SET EXERCISE :: Output the data below in full, byte for byte. Nothing may differ.

[Start RECORDS PROVIDED]

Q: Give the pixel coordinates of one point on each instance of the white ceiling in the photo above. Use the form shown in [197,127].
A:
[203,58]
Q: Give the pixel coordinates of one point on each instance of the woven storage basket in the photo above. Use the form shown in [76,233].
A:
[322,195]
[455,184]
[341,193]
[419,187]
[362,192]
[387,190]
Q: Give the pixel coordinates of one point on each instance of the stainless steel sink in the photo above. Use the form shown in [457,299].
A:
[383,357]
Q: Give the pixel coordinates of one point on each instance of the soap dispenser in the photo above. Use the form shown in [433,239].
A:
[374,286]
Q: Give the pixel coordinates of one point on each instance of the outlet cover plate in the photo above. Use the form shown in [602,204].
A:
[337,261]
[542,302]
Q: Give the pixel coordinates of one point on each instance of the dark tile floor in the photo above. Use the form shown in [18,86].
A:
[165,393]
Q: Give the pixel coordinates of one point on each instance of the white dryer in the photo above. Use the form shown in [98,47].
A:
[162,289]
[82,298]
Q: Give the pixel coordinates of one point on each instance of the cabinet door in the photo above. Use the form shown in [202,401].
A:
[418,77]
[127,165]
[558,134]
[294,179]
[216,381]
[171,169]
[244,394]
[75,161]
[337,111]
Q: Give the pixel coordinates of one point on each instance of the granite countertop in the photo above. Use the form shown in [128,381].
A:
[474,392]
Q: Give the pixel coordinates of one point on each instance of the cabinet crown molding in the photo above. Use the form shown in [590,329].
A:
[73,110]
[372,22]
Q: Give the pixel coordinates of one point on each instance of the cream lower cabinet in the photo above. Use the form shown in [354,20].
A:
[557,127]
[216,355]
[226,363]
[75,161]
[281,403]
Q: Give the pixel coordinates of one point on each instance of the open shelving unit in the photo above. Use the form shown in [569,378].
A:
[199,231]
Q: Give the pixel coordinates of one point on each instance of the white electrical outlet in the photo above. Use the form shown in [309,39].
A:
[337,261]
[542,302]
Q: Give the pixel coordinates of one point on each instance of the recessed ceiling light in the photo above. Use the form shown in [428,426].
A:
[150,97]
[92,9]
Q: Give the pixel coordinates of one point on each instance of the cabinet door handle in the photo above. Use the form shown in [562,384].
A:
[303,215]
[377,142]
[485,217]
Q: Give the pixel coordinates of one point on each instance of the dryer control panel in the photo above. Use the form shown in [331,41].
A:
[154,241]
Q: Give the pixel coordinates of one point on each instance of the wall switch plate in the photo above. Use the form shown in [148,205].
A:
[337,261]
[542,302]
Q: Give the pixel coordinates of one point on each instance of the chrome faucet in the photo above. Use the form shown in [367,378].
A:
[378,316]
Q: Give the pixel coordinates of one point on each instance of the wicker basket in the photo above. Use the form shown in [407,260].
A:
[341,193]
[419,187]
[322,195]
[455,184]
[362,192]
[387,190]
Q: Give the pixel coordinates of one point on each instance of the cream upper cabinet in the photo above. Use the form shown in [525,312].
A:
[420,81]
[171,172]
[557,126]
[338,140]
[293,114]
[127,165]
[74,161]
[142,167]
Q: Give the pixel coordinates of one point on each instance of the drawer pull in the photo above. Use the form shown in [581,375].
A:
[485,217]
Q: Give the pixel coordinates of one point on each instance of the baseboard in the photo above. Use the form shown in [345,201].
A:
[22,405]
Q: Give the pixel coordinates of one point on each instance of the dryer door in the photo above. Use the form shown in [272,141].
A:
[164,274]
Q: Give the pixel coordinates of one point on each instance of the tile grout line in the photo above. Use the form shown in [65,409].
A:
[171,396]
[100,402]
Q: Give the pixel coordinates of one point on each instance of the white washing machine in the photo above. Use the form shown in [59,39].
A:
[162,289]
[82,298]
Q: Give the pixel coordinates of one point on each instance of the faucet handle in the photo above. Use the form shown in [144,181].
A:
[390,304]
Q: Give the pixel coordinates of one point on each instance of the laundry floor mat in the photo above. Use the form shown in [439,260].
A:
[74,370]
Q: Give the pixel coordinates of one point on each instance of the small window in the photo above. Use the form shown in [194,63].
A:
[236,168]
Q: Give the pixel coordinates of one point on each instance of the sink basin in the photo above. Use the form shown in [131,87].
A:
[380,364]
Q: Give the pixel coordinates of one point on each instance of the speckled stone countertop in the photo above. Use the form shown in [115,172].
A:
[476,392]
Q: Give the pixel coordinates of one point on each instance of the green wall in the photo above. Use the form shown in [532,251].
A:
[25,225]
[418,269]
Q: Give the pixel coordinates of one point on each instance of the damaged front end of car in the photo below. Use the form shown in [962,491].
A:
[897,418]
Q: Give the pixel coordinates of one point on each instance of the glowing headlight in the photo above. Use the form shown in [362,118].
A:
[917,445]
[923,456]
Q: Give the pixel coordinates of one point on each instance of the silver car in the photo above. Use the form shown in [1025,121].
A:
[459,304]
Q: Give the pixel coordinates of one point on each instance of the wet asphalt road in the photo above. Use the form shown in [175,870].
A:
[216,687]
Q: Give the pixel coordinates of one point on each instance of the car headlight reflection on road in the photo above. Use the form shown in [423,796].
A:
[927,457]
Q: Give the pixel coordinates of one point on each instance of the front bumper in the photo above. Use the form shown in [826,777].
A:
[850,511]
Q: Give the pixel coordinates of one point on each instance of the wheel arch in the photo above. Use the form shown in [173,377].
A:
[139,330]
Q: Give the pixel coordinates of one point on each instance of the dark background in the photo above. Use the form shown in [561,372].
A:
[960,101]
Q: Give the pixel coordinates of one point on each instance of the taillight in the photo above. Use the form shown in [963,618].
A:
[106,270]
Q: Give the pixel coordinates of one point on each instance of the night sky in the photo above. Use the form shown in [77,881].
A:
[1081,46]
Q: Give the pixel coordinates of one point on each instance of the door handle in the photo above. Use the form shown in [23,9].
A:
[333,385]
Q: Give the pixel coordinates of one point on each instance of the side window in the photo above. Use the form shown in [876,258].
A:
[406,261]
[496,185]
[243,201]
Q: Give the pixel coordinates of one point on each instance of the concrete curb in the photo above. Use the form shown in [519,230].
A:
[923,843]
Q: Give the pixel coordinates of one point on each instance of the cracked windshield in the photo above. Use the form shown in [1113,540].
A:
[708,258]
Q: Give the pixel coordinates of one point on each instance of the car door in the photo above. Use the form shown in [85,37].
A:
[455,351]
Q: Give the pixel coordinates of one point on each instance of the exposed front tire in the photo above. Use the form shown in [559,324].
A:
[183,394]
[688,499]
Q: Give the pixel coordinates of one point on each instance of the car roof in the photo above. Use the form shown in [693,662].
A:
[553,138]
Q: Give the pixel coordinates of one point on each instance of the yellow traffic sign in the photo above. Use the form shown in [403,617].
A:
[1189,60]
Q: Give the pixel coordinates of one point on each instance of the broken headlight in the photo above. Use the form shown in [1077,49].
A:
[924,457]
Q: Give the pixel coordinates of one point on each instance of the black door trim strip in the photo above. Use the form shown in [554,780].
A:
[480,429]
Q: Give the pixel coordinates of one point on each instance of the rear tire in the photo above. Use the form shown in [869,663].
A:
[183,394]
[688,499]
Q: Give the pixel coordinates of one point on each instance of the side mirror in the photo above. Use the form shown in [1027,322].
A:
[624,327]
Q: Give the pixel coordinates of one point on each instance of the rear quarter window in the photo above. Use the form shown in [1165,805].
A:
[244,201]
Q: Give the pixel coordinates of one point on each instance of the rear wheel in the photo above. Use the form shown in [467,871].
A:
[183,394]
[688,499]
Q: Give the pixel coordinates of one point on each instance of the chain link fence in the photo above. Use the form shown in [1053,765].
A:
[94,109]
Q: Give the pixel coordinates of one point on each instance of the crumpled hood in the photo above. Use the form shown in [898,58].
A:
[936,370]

[End RECORDS PROVIDED]

EXERCISE RESULT ::
Q: Give the pixel coordinates of one point on each instance of the white ceiling in the photo above. Use the form shown in [197,127].
A:
[203,58]
Q: Give the pixel coordinates of one point on each instance of the woven storage basket in the photo above. Use the form shown in [76,233].
A:
[322,195]
[455,184]
[341,193]
[419,187]
[362,192]
[387,190]
Q: Give the pixel coordinates of one point on each instance of the stainless steel sink in the photo above. Use the form shown in [457,299].
A:
[383,357]
Q: Give the pixel coordinates of one point on each instance of the soap dispenser in the photo above. Use the form shown in [433,239].
A:
[374,286]
Q: Give the pixel coordinates of one point on each instance of the outlet cover plate in the photo above. Use the form shown in [602,204].
A:
[337,261]
[542,302]
Q: Give the pixel coordinates of one point on each instance of the dark tile floor in the photo above. Use the form shown in [18,86].
A:
[165,393]
Q: Give the pixel coordinates of one point on each instance of the white dryer in the photo above. Use the form shown in [98,47].
A:
[162,289]
[82,298]
Q: Give the pixel coordinates of one point on each instance of the cabinet door in the photo above. Use the form shown in [202,401].
A:
[418,77]
[127,165]
[558,134]
[294,179]
[216,381]
[171,169]
[244,394]
[75,161]
[337,111]
Q: Give the pixel coordinates of one point on each instance of the granite countertop in the photo above. Use the form shown in [128,381].
A:
[474,392]
Q: Give the pixel coordinates of one point on each instance of the cabinet crown molding in the photo above. Use the form shown in [590,329].
A:
[73,110]
[372,22]
Q: Give the pixel coordinates of one point on each instance of the cream lower cabinet in the photo above. Use the form shown in [354,20].
A:
[557,127]
[216,355]
[226,363]
[75,161]
[281,403]
Q: Give the pixel coordinates of one point on each instance of the open shelving unit in the photo above. Use the form shown in [569,378].
A:
[199,231]
Q: Give the pixel coordinates of one point on each instance of the white electrical outlet in the photo above. Use the form shown in [309,39].
A:
[337,261]
[542,302]
Q: Give the pixel coordinates of one point on each instance of the recessed ceiling light in the photo above. Use the form shown in [428,426].
A:
[150,97]
[92,9]
Q: Give the pixel coordinates of one point on each instance of the cabinet door handle in the photo above. Use the form shown in [562,384].
A:
[303,215]
[377,142]
[485,217]
Q: Give the pixel coordinates of one point on each instance of the dryer control panel in the photo above. Use the form shown in [331,41].
A:
[154,241]
Q: Give the pixel coordinates of one point on each instance of the wall switch plate in the photo above. Use the form shown in [148,205].
A:
[337,261]
[542,302]
Q: Give the pixel coordinates of one point on each instance of the chrome faucet in the photo above. Use the form shown in [367,378].
A:
[378,316]
Q: Give the pixel coordinates of one point on each instance of the wicker basket in the photo above. Use the form shown in [407,260].
A:
[341,193]
[419,187]
[322,195]
[455,184]
[362,192]
[387,190]
Q: Give the pixel coordinates of one point on each instance of the cream upper cabinet in the photo above. Use the form shown in [525,312].
A:
[420,81]
[171,172]
[557,126]
[338,140]
[293,114]
[127,165]
[74,161]
[142,167]
Q: Give the pixel coordinates of one point on each instance of the drawer pull in the photo above. Use the form shown in [581,375].
A:
[485,217]
Q: Give the pixel coordinates of one point on each instance of the baseboard in the photo above. Use the form shown in [345,201].
A:
[22,405]
Q: Give the pixel coordinates of one point on each instance of the dryer door in the photo above. Use the form shown in [272,141].
A:
[164,274]
Q: Give the pixel coordinates of one point on each instance of the tile grout line in the photo above. Use the form shown in [65,409].
A:
[171,396]
[100,402]
Q: Give the pixel coordinates of one point on each instance of the white washing machine in the photo above. Use the form shown in [59,39].
A:
[162,289]
[82,298]
Q: Give the pixel coordinates of one point on each instance of the faucet handle in the photo above. Use the form shown in [144,181].
A:
[390,304]
Q: Give the pixel coordinates of one point on each instance of the laundry floor mat in the photo above. Use the form shown in [439,260].
A:
[74,370]
Q: Give the pixel coordinates of one point on each instance of the small window in the photo above. Use the form shown in [194,63].
A:
[236,168]
Q: Give the pixel coordinates of one point on each instance of the sink basin in the photo above. Use the form shown in [131,87].
A:
[380,364]
Q: Give the pixel coordinates of one point on each instance of the speckled stone countertop in the photo above. Use the form shown in [115,172].
A:
[476,392]
Q: Give the pixel coordinates of one point on each instance of the green wall in the photo above. Use the form shown in [532,251].
A:
[25,225]
[418,269]
Q: Give the pixel coordinates of one point on each instance of the damaged front end of car in the photo below. Use the form shown in [962,491].
A:
[897,418]
Q: Give the pixel coordinates of one point on each instance of the glowing headlight in the photo above. Use the form shown in [362,118].
A:
[917,445]
[923,456]
Q: Give the pixel coordinates of one point on each instance of the silver car in the photo above. Use the form shown in [1025,121].
A:
[459,304]
Q: Give the pixel coordinates of one point on each instance of the wet asphalt road in the photo above. Use the form shown in [175,870].
A:
[216,687]
Q: Give the pixel coordinates of one point on each instance of the car headlight reflection on road in the photo above. Use the form shown in [423,796].
A:
[927,457]
Q: Give the pixel coordinates of one point on each instance of the front bumper in the photo above. Use the form shown in [826,777].
A:
[850,511]
Q: Give the pixel coordinates of one point on each instance of the wheel arch in the photo above. Use the form shown in [173,377].
A:
[139,330]
Q: Give the pixel coordinates of one point on each instance of the dark background in the photo above. Use the form shown in [561,372].
A:
[960,101]
Q: Give the pixel coordinates of one point on each instance of the taillight in the photo above. Use the form shown in [963,618].
A:
[106,270]
Q: Give the pixel coordinates of one point on each instance of the night sky in the photo above. Use the form shown in [77,881].
A:
[1081,46]
Q: Give the pixel coordinates of one point on each instance of the door handle in the photo above. Use the form shown in [23,9].
A:
[333,385]
Q: Give the pixel coordinates of one point on each instance of the side window in the photo above. Use the form shown in [876,258].
A:
[406,261]
[496,185]
[243,201]
Q: Give the pixel coordinates of one point on each instance of the concrete curb in the photo above. Use the form shown in [519,230].
A:
[923,843]
Q: Give the pixel coordinates of one point on each instance of the cracked windshield in the photo above. Use the form shown in [1113,540].
A:
[708,258]
Q: Give the pixel coordinates of one point on each instance of the car door in the photo above. Use the form shown in [85,37].
A:
[455,351]
Q: Give the pixel coordinates of one point on each instance of the exposed front tire in the photo above. Use the form shown in [559,324].
A:
[183,394]
[688,499]
Q: Give the pixel coordinates of one point on each instance of the car roof in the photo above. Use the form shown in [693,662].
A:
[553,138]
Q: Give the pixel coordinates of one point on each instance of the yellow traffic sign in the photo above. Use the form shown in [403,617].
A:
[1189,60]
Q: Give the pixel coordinates of one point on each instance of the broken headlight in the photo above. Use the form shown in [1077,49].
A:
[924,457]
Q: Give the pixel coordinates of one point on each instance of the black door trim strip in the photo above. Use the form shown in [554,780].
A:
[480,429]
Q: Give the pixel coordinates of one point on each instance of the rear tire in the photo above. Use the form shown in [869,663].
A:
[183,394]
[688,499]
Q: Give the pixel coordinates of one point on each instance of the side mirror in the photo above. Use the form shown in [1027,322].
A:
[624,327]
Q: Give the pixel coordinates of one point on each instance of the rear quarter window in the photo above. Use the form shown in [1165,805].
A:
[244,201]
Q: Give the pixel coordinates of one point on each instance of the rear wheel in the photo above. Use the form shown in [467,871].
A:
[183,394]
[688,499]
Q: Give the pixel coordinates of one point on each instance of the chain link fence in the photo above. Use the form shown in [1053,765].
A:
[94,109]
Q: Give the pixel coordinates of one point on each instance of the crumpled hood in the photo above. Use the form shown in [898,58].
A:
[936,370]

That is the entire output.